Problem to solve -> Filter the entries for the word "projector". Copy each line in which it occurs.

Task material ->
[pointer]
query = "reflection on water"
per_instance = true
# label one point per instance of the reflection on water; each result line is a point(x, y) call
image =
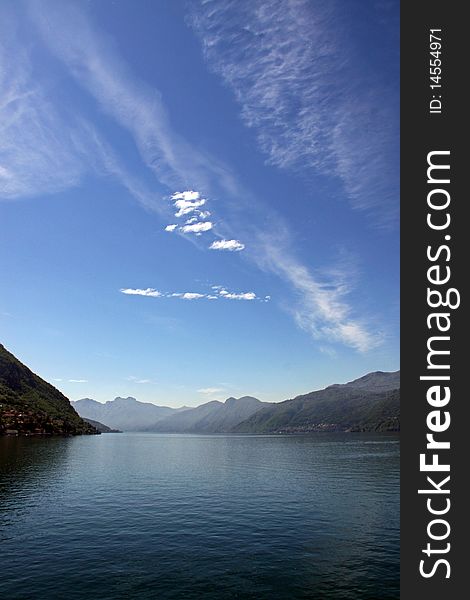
point(148, 516)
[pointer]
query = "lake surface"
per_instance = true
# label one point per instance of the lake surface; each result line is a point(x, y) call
point(149, 516)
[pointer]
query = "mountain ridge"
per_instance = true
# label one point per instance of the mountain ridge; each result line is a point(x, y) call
point(30, 405)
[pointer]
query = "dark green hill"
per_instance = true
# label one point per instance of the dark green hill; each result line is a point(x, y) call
point(28, 404)
point(101, 427)
point(371, 403)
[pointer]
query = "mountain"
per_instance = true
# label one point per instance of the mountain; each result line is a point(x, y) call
point(211, 417)
point(101, 428)
point(126, 414)
point(28, 404)
point(370, 403)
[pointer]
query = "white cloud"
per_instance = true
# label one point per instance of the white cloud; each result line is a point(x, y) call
point(185, 207)
point(221, 292)
point(300, 87)
point(326, 139)
point(240, 296)
point(139, 292)
point(187, 196)
point(210, 391)
point(321, 308)
point(197, 227)
point(231, 245)
point(190, 296)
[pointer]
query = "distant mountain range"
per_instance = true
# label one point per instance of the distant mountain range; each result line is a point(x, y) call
point(370, 403)
point(101, 428)
point(126, 414)
point(211, 417)
point(30, 405)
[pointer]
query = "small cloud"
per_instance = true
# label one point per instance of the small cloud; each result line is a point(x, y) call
point(137, 380)
point(191, 296)
point(218, 292)
point(187, 202)
point(210, 391)
point(188, 196)
point(231, 245)
point(138, 292)
point(197, 227)
point(242, 296)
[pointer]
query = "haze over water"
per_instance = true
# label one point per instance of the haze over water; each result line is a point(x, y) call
point(149, 516)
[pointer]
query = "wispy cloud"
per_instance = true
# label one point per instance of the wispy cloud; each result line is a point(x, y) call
point(305, 92)
point(197, 227)
point(210, 390)
point(139, 381)
point(218, 292)
point(321, 309)
point(231, 245)
point(152, 293)
point(282, 88)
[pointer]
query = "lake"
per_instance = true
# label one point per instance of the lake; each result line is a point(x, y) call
point(210, 517)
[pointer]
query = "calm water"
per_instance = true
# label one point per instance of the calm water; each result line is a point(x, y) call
point(148, 516)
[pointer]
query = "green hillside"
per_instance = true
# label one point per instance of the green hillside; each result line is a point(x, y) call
point(367, 404)
point(30, 405)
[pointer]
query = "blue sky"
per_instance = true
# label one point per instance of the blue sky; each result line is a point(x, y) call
point(199, 199)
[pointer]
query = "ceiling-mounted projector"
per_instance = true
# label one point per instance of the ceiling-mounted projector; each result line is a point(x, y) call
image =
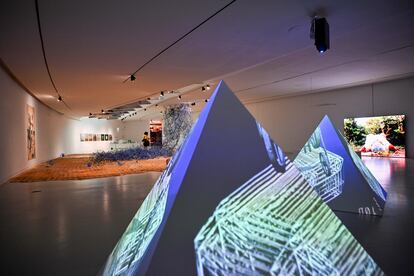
point(320, 32)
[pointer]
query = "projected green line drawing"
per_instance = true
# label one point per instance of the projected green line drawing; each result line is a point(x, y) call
point(143, 226)
point(276, 224)
point(338, 174)
point(322, 168)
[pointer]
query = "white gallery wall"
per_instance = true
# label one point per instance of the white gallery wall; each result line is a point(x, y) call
point(134, 129)
point(55, 133)
point(290, 121)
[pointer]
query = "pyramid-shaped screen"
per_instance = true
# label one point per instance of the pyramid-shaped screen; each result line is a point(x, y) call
point(228, 193)
point(338, 174)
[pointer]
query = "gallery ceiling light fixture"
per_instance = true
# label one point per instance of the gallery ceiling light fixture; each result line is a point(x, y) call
point(42, 44)
point(181, 38)
point(320, 33)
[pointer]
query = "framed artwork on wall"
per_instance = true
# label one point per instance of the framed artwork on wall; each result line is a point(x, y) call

Your response ->
query = "ceiling-mounted projector"
# label one point per instance of the ceiling-mounted projector; each result line is a point(x, y) call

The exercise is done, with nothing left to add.